>> begin Rows

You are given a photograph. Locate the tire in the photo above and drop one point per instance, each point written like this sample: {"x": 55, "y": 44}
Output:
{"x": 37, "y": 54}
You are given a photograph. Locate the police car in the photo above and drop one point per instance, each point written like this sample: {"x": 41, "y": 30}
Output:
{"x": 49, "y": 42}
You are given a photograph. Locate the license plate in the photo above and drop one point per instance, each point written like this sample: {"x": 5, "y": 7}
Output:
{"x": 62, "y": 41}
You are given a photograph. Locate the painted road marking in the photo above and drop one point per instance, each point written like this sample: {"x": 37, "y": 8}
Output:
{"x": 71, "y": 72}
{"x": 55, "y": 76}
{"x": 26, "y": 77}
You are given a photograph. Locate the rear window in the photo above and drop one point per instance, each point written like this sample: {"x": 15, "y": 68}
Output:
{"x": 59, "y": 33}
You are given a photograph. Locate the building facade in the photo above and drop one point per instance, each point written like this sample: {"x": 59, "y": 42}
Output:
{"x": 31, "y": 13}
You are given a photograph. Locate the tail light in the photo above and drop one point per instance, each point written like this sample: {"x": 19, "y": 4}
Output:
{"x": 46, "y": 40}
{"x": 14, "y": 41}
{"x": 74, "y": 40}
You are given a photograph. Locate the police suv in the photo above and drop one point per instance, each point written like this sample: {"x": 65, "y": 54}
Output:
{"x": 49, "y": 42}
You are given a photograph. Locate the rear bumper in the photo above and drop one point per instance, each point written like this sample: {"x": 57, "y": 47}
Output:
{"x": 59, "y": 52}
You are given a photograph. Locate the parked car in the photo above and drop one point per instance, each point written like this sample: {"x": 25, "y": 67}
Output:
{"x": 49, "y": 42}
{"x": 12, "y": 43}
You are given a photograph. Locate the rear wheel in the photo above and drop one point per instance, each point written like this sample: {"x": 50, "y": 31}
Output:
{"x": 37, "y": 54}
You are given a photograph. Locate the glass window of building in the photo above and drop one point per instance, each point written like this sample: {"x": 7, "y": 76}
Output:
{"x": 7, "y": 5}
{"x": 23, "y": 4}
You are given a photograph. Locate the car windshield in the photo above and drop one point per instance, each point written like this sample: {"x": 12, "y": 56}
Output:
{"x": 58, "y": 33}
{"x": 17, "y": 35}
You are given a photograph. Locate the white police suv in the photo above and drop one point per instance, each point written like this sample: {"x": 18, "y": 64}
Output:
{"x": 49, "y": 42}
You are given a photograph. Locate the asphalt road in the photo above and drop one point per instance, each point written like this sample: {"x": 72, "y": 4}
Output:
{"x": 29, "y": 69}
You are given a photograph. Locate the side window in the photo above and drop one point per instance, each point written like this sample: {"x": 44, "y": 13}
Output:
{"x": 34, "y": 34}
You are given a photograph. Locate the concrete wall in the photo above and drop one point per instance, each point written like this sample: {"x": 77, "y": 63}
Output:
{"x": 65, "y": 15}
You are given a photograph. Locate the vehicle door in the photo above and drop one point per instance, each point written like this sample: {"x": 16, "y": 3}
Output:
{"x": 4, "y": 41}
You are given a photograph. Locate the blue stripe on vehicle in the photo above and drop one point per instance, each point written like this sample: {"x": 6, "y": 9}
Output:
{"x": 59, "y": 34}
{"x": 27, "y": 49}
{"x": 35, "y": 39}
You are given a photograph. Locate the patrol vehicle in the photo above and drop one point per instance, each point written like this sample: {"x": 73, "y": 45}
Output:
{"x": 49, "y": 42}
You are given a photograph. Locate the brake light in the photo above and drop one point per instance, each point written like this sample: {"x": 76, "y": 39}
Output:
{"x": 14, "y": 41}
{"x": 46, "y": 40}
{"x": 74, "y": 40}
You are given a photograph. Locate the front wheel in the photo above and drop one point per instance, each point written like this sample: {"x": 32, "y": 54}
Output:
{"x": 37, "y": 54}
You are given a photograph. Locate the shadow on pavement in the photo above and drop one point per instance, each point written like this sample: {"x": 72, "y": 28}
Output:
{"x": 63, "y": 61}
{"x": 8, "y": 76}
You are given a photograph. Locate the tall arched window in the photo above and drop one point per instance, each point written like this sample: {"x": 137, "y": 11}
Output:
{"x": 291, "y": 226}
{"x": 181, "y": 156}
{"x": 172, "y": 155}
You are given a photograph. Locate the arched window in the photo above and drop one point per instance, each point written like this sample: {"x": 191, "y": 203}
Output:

>> end Rows

Exercise brief:
Render the part of the data above that opens with the line containing "You are given a photograph. Locate the shadow" and ends at the final line of the data as a Markdown table with the columns Number and Line, leaving out blank lines.

Solution:
| Number | Line |
|---|---|
| 1 | You are given a photograph. Locate the shadow on pavement in the photo above and drop one point per instance, each point written like this sample: {"x": 72, "y": 28} |
| 2 | Output: |
| 3 | {"x": 63, "y": 61} |
| 4 | {"x": 8, "y": 76} |
| 5 | You are given a photograph. Locate the tall arched window in the photo above and drop one point per instance, each point written like this sample: {"x": 137, "y": 11} |
| 6 | Output: |
| 7 | {"x": 291, "y": 226} |
| 8 | {"x": 181, "y": 156} |
| 9 | {"x": 172, "y": 155} |
| 10 | You are given a photograph. Locate the arched window in the photo above and drop one point per instance, each point written like this sample: {"x": 191, "y": 203} |
| 11 | Output: |